* [Labeled region records]

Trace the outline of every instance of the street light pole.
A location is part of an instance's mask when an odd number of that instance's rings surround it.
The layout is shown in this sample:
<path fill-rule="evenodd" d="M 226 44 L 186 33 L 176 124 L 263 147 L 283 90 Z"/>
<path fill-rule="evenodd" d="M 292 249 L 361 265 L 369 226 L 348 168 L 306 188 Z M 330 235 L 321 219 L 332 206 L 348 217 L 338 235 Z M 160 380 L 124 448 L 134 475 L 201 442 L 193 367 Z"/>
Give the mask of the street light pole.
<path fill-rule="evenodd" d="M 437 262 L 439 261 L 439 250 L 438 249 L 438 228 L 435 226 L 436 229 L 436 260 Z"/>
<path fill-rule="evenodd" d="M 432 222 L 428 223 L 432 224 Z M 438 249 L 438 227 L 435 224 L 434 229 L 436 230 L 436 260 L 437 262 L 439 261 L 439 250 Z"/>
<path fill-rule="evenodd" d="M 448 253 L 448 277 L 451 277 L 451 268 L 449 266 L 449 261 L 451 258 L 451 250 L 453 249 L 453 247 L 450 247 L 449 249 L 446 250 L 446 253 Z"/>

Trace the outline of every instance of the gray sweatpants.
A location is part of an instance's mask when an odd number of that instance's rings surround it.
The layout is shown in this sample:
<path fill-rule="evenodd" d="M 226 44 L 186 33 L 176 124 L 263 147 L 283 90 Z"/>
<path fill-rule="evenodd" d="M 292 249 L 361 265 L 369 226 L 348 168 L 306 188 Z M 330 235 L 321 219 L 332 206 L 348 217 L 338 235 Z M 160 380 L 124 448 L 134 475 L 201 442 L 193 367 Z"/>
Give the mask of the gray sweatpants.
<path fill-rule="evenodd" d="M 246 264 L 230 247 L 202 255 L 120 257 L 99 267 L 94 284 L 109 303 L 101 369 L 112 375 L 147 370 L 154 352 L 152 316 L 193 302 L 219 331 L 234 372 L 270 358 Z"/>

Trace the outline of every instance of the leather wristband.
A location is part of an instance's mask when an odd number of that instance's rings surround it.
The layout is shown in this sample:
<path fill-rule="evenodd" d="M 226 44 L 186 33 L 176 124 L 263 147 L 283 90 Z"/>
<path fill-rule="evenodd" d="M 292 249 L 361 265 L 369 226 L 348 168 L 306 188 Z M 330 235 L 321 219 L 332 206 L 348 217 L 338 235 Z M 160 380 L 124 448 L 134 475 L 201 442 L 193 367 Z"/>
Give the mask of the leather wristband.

* [Task description] Edit the entries above so that every "Trace the outline" becomes "Draw the boundary", keeping all other text unchanged.

* [Answer to the task]
Draw the boundary of every instance of the street light pole.
A location is part of an instance's mask when an odd number of that instance's rings surround it.
The layout is shown in this sample:
<path fill-rule="evenodd" d="M 226 44 L 186 33 L 176 124 L 263 147 L 283 90 Z"/>
<path fill-rule="evenodd" d="M 292 249 L 361 265 L 369 226 L 348 168 L 306 188 Z M 330 235 L 321 219 L 332 206 L 348 217 L 338 235 Z M 160 380 L 124 448 L 134 475 L 201 442 L 193 367 Z"/>
Give the mask of the street light pole.
<path fill-rule="evenodd" d="M 437 262 L 439 261 L 439 250 L 438 249 L 438 228 L 435 226 L 436 229 L 436 260 Z"/>
<path fill-rule="evenodd" d="M 432 222 L 428 223 L 432 224 Z M 438 249 L 438 227 L 435 224 L 434 229 L 436 230 L 436 260 L 437 262 L 439 261 L 439 250 Z"/>
<path fill-rule="evenodd" d="M 448 253 L 448 277 L 451 277 L 451 268 L 449 266 L 449 261 L 451 258 L 451 250 L 453 249 L 453 247 L 450 247 L 449 249 L 446 250 L 446 253 Z"/>

Draw the boundary of every instance of the gray sweatpants.
A location is part of an instance's mask when an odd number of that instance's rings surround it.
The layout is shown in this sample:
<path fill-rule="evenodd" d="M 226 44 L 186 33 L 176 124 L 263 147 L 283 90 Z"/>
<path fill-rule="evenodd" d="M 292 249 L 361 265 L 369 226 L 348 168 L 306 188 Z M 330 235 L 321 219 L 332 206 L 348 217 L 338 235 Z M 160 380 L 124 448 L 134 475 L 201 442 L 193 367 Z"/>
Give the mask of the gray sweatpants.
<path fill-rule="evenodd" d="M 246 264 L 230 247 L 202 255 L 120 257 L 99 267 L 94 284 L 109 303 L 101 369 L 112 375 L 147 370 L 154 352 L 152 316 L 193 302 L 219 331 L 234 372 L 270 358 Z"/>

Draw the boundary of every instance of the leather wristband.
A location is part of an instance's mask when an odd number of that instance's rings surround it.
The layout is shown in this sample:
<path fill-rule="evenodd" d="M 226 44 L 186 33 L 176 124 L 263 147 L 283 90 Z"/>
<path fill-rule="evenodd" d="M 292 249 L 361 265 L 369 226 L 348 168 L 306 188 Z M 330 235 L 321 219 L 332 206 L 348 217 L 338 235 Z M 160 380 L 124 448 L 134 475 L 201 442 L 193 367 Z"/>
Give the mask of the leather wristband.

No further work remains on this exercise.